— WHAT NEEDS TO BE DONE —
Reproduce, character for character, the data from its first line through the line containing "box: [154, 233, 1061, 629]", including both ends.

[Segmentation mask data]
[Start of Attachment]
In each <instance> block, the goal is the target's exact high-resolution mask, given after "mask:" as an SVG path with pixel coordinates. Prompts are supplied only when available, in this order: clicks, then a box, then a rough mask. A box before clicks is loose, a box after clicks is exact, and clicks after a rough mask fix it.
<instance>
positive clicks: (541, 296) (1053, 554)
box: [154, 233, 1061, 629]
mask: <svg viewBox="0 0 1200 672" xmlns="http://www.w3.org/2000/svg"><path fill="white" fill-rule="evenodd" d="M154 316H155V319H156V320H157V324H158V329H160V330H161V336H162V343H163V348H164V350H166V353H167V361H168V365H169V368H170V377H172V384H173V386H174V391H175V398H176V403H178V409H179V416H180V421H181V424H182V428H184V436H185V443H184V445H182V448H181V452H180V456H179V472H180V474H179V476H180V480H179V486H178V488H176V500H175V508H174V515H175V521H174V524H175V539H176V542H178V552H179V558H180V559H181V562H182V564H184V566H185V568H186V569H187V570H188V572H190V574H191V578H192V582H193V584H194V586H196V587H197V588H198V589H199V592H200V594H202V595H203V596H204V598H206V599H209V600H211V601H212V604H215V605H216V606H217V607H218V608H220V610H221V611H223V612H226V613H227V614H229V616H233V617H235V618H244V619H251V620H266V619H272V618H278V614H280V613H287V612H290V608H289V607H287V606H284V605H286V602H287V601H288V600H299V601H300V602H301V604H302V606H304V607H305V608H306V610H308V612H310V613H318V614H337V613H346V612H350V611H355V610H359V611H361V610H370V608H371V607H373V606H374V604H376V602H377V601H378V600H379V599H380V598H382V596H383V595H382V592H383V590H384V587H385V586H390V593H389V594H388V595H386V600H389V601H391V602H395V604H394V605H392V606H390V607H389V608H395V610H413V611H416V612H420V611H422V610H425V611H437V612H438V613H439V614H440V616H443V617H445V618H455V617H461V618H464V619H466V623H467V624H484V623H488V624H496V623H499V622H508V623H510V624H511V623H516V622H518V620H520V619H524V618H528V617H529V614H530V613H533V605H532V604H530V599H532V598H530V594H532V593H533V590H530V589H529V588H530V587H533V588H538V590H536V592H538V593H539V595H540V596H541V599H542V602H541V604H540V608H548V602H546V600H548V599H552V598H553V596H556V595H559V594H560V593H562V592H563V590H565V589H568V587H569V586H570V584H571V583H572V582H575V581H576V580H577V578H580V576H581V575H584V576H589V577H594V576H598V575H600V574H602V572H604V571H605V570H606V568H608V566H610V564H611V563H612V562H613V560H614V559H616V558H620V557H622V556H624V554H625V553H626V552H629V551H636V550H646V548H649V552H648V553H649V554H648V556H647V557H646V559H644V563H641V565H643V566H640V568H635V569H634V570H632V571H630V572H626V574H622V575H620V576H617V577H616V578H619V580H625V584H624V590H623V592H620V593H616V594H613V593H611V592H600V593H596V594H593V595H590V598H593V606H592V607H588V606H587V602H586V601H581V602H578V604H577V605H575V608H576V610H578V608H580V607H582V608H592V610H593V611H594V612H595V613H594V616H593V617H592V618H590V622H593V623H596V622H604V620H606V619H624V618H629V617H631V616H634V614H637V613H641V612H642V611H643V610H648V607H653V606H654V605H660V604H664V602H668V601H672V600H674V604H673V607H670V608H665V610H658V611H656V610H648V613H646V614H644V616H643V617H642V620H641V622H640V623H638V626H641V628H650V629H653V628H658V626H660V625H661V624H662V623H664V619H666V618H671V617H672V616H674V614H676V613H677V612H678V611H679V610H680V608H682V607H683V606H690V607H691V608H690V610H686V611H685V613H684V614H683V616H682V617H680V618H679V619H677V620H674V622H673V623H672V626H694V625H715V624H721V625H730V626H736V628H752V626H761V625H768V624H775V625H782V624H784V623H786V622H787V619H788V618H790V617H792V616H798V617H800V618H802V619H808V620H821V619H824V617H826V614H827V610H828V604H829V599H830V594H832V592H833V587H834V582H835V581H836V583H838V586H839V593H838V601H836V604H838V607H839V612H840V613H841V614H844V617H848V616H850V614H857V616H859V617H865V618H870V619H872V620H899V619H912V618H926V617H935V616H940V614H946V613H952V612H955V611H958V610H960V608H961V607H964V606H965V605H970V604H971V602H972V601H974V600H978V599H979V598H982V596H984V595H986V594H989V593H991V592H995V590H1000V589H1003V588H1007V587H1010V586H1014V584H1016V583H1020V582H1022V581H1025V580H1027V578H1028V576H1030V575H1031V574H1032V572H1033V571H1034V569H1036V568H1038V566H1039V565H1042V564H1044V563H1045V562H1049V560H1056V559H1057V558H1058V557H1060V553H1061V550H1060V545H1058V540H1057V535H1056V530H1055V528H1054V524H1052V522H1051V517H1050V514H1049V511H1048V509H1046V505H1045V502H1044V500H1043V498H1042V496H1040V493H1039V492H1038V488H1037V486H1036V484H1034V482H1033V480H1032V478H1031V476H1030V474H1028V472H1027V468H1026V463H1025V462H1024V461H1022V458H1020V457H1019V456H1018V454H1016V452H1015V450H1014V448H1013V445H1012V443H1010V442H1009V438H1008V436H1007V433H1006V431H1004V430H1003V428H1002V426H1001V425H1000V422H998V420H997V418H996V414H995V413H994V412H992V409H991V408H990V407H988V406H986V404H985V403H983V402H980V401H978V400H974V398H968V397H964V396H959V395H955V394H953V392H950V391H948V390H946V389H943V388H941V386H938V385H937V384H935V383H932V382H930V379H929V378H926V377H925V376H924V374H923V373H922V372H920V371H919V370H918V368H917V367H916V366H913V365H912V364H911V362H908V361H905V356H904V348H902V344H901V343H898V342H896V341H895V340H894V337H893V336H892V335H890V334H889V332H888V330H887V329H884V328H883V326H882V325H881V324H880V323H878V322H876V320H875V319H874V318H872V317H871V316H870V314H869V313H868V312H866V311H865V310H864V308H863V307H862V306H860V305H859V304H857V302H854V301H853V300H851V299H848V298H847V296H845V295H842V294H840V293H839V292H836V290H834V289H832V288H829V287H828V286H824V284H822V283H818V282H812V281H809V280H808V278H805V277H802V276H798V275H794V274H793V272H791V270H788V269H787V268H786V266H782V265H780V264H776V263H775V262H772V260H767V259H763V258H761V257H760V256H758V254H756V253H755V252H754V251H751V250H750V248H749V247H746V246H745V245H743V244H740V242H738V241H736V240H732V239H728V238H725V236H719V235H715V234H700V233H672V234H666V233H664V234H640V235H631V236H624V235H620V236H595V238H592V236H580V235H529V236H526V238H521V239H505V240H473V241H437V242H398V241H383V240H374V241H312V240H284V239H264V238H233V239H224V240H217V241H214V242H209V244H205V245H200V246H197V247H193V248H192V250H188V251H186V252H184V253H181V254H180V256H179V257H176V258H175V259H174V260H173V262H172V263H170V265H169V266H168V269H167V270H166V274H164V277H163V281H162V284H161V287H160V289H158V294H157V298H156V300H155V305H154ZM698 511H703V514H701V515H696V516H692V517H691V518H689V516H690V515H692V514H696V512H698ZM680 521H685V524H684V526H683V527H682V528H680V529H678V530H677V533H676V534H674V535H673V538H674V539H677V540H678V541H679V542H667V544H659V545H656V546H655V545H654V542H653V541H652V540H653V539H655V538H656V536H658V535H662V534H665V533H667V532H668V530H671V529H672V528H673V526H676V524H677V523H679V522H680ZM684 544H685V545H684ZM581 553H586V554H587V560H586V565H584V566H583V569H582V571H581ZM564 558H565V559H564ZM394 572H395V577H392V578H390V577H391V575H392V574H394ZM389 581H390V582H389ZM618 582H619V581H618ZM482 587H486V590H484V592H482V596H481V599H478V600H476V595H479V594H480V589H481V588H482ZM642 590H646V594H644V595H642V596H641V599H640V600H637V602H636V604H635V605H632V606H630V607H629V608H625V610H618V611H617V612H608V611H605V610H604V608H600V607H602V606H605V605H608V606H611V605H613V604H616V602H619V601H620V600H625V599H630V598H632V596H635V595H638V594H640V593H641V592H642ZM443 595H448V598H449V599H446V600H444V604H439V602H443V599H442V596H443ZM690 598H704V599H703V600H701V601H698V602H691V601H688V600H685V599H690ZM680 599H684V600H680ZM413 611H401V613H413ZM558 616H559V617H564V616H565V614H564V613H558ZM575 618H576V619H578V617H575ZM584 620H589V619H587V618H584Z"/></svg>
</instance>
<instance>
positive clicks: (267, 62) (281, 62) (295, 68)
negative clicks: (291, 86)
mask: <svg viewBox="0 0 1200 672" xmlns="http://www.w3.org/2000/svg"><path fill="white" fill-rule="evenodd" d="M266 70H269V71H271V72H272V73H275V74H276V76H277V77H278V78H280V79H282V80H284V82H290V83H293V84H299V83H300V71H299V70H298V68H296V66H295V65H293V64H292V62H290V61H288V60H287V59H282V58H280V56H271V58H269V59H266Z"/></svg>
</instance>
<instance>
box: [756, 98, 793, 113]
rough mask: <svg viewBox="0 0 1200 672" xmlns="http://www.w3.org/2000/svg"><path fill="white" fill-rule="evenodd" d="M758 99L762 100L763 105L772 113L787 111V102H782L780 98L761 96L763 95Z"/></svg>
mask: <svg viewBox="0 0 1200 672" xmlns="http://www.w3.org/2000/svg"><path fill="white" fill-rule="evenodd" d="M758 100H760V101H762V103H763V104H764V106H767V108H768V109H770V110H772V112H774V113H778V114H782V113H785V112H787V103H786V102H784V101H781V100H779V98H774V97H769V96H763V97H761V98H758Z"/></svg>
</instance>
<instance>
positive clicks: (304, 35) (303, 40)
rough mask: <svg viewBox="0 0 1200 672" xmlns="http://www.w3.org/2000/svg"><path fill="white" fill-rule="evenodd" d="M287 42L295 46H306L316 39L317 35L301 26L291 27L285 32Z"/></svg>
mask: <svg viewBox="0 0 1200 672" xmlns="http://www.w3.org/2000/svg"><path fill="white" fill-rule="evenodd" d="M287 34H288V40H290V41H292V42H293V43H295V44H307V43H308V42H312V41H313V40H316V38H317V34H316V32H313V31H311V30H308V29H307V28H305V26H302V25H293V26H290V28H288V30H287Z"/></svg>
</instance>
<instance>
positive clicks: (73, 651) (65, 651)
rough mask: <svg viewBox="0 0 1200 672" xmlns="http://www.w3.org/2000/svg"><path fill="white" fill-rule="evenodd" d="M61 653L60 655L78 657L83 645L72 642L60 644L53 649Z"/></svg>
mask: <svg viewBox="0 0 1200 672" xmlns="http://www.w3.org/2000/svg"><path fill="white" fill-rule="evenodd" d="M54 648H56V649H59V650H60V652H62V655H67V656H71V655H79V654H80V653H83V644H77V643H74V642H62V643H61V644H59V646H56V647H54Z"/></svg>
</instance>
[End of Attachment]
— ANSWER SECTION —
In each <instance> block, the goal is the target's exact high-resolution mask, given after "mask:" as an SVG path with pixel coordinates. Prompts are supplied only when available, in this order: clicks, then a box, then a rough mask. A box before clicks is loose, a box after clicks is exact, and clicks after a rough mask fix it.
<instance>
positive clicks: (541, 296) (1053, 554)
box: [154, 233, 1061, 629]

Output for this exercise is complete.